* _Problem to work on_:
Begin at the first line of the data and copy each line through the one containing "Target: child walking on snow", that line included, with no pictures.

* _Raw data_:

↓

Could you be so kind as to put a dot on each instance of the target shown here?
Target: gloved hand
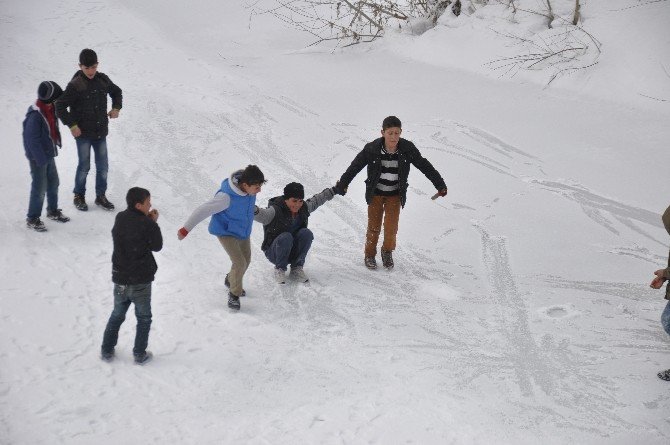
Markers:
(338, 189)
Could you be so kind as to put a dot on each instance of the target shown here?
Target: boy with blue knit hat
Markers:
(41, 140)
(232, 212)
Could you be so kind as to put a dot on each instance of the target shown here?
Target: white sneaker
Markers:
(298, 274)
(280, 276)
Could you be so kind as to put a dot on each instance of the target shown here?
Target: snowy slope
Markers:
(519, 310)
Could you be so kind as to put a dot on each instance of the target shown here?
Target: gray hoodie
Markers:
(666, 274)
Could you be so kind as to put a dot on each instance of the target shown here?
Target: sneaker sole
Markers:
(147, 360)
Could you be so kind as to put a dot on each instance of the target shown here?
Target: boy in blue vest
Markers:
(41, 141)
(232, 212)
(660, 278)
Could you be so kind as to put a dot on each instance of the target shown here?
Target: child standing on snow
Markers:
(41, 140)
(232, 212)
(388, 160)
(662, 275)
(287, 239)
(136, 235)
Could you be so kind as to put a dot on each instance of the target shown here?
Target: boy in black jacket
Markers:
(83, 108)
(660, 278)
(136, 235)
(388, 160)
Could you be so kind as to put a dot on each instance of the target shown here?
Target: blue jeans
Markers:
(290, 249)
(665, 318)
(101, 165)
(140, 295)
(45, 182)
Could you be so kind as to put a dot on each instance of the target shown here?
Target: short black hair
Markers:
(88, 57)
(391, 121)
(252, 175)
(136, 195)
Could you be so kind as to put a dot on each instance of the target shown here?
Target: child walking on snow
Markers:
(232, 212)
(663, 275)
(388, 160)
(41, 140)
(287, 239)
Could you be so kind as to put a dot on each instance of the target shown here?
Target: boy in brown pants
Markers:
(663, 275)
(388, 160)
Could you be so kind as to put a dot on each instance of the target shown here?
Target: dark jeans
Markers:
(45, 182)
(101, 165)
(140, 295)
(290, 249)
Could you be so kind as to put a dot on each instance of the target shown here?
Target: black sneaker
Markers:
(57, 215)
(102, 201)
(36, 224)
(141, 359)
(80, 202)
(233, 301)
(107, 356)
(227, 283)
(387, 258)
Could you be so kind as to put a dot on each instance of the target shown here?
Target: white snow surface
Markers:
(518, 312)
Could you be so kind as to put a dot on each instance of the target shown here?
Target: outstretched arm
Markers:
(428, 170)
(264, 216)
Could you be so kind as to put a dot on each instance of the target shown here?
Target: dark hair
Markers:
(391, 121)
(88, 57)
(294, 190)
(252, 175)
(136, 195)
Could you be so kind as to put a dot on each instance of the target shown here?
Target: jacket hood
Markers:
(277, 200)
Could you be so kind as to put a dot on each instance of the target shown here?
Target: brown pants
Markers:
(239, 251)
(388, 209)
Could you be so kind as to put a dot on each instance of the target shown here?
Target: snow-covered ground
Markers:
(519, 309)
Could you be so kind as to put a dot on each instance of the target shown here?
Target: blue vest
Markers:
(237, 219)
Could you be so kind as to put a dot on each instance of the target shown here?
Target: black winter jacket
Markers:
(87, 102)
(135, 236)
(407, 154)
(282, 221)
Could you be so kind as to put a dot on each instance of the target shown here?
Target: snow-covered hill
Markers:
(519, 309)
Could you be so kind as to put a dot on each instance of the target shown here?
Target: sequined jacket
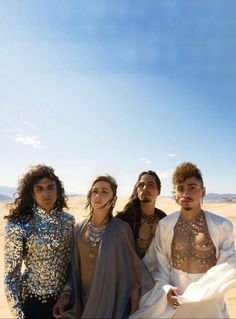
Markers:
(43, 245)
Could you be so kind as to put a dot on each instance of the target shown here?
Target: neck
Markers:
(99, 218)
(191, 214)
(147, 208)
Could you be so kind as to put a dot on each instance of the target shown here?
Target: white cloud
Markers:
(172, 155)
(31, 125)
(27, 140)
(165, 174)
(145, 160)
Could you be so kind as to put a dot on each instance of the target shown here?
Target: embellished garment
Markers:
(117, 273)
(44, 246)
(201, 295)
(192, 249)
(143, 226)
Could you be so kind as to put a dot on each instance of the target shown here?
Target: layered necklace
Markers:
(94, 237)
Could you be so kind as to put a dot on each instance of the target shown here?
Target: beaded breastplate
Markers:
(192, 249)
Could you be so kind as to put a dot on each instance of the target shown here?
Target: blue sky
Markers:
(93, 87)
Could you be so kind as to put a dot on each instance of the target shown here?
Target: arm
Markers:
(157, 257)
(13, 257)
(222, 276)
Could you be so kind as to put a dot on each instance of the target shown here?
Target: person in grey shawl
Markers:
(107, 277)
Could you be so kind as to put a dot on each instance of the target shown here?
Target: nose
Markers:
(185, 193)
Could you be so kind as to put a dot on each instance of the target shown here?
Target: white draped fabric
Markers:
(200, 295)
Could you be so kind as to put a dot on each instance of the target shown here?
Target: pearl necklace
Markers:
(94, 237)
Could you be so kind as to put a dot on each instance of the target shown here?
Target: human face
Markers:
(189, 193)
(102, 196)
(45, 193)
(147, 189)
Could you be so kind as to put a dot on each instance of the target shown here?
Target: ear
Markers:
(114, 201)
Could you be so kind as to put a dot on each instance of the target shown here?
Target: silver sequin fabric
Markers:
(37, 255)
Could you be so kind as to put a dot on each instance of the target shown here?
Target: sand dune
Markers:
(76, 205)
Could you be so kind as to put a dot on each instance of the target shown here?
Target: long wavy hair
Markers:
(22, 207)
(103, 178)
(133, 200)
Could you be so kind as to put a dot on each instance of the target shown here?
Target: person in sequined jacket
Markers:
(38, 234)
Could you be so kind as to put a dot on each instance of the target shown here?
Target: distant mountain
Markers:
(7, 191)
(214, 197)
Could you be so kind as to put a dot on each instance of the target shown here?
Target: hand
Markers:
(58, 308)
(172, 297)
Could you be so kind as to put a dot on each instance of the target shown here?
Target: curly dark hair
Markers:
(134, 200)
(184, 171)
(103, 178)
(22, 207)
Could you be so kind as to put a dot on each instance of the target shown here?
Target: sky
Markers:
(118, 87)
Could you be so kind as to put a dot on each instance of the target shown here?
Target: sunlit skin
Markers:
(45, 193)
(147, 193)
(102, 198)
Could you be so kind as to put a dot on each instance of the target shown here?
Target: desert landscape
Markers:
(76, 206)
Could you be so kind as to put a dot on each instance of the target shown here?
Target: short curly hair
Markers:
(184, 171)
(22, 207)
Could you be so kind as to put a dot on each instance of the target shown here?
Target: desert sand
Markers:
(76, 205)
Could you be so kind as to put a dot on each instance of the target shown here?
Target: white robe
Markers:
(200, 295)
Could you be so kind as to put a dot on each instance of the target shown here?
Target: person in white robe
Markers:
(192, 257)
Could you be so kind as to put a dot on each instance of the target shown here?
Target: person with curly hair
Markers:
(38, 236)
(107, 276)
(192, 256)
(140, 211)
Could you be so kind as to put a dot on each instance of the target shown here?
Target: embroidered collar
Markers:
(42, 212)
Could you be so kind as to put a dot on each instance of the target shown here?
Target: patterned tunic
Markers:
(43, 245)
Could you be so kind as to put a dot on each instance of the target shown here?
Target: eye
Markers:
(141, 184)
(51, 187)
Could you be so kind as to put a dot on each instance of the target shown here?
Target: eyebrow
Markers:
(49, 184)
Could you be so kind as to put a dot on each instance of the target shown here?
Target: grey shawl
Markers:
(118, 272)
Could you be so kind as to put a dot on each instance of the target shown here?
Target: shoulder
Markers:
(119, 224)
(218, 220)
(15, 229)
(125, 214)
(119, 228)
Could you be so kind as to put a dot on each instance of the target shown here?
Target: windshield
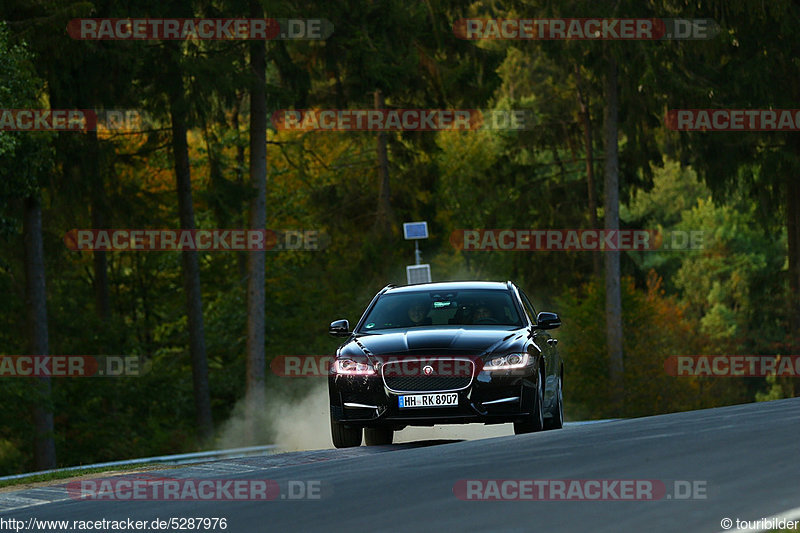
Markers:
(442, 308)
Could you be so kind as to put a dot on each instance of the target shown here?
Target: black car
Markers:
(445, 353)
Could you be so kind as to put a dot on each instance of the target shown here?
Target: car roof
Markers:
(450, 286)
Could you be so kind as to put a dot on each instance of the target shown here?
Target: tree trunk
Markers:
(793, 234)
(102, 300)
(612, 258)
(588, 149)
(191, 268)
(256, 394)
(44, 448)
(384, 218)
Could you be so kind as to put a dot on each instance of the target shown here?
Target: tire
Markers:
(378, 436)
(557, 420)
(535, 421)
(344, 436)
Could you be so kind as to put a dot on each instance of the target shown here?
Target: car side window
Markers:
(526, 303)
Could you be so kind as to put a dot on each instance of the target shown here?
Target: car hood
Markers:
(438, 341)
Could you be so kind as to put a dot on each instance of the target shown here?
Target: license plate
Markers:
(427, 400)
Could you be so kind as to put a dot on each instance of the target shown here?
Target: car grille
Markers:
(395, 381)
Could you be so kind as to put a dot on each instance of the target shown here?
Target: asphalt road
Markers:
(744, 457)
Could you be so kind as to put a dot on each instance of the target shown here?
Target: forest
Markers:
(197, 134)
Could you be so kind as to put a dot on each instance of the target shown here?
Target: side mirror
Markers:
(545, 320)
(339, 328)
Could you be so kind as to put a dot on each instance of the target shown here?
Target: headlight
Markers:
(506, 362)
(351, 367)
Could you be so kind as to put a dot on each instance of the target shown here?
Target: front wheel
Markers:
(344, 436)
(378, 436)
(534, 421)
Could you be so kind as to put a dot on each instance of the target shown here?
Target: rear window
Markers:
(472, 307)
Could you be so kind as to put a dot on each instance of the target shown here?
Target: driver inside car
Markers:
(482, 312)
(416, 313)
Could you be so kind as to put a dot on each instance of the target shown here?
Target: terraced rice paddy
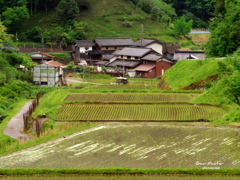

↑

* _Your response_:
Could you be so kind as to put a dot on each instance of the target shown here?
Target: gloved hand
Markers:
(338, 189)
Could you be so kind as to put a dot on each instance of the target shown here?
Target: boy with blue knit hat
Markers:
(41, 140)
(232, 212)
Could you be so kind as to put a dot on each instance of the target shown here?
Target: white sneaker
Markers:
(298, 274)
(280, 276)
Could you be so kind as to put a dot on each instance of the target shown here?
Target: snowy slope
Markers:
(519, 310)
Could you be so kind as to put a dot on each instance of the target shown here?
Target: gray hoodie
Markers:
(666, 274)
Could you be so kind as to put a dot on each instance of the target shown here?
Target: sneaker sole
Markers:
(147, 360)
Could you be so kind as to put a dot on each instance of the target shown here?
Target: boy in blue vest
Markers:
(41, 141)
(232, 212)
(660, 278)
Could you be so kind as to put a dot on each instance of the target shown here?
Target: child standing on snow
Markers:
(41, 140)
(232, 212)
(388, 160)
(662, 275)
(287, 239)
(136, 235)
Could you be so kind as to put a dot on each instance of the target shown here?
Target: boy in black jacket
Markers:
(83, 108)
(660, 278)
(136, 235)
(388, 160)
Could you be so kind as to put a dot on each instance of the target shown here?
Target: blue jeans
Markers:
(290, 249)
(665, 318)
(101, 165)
(140, 295)
(45, 182)
Could you be so kind as to put a dot on each instance of the target shown here?
Target: short black hair
Markers:
(88, 57)
(391, 121)
(252, 175)
(136, 195)
Could you be so kind as to put a dot on each instance of the target shown here?
Target: child walking on snow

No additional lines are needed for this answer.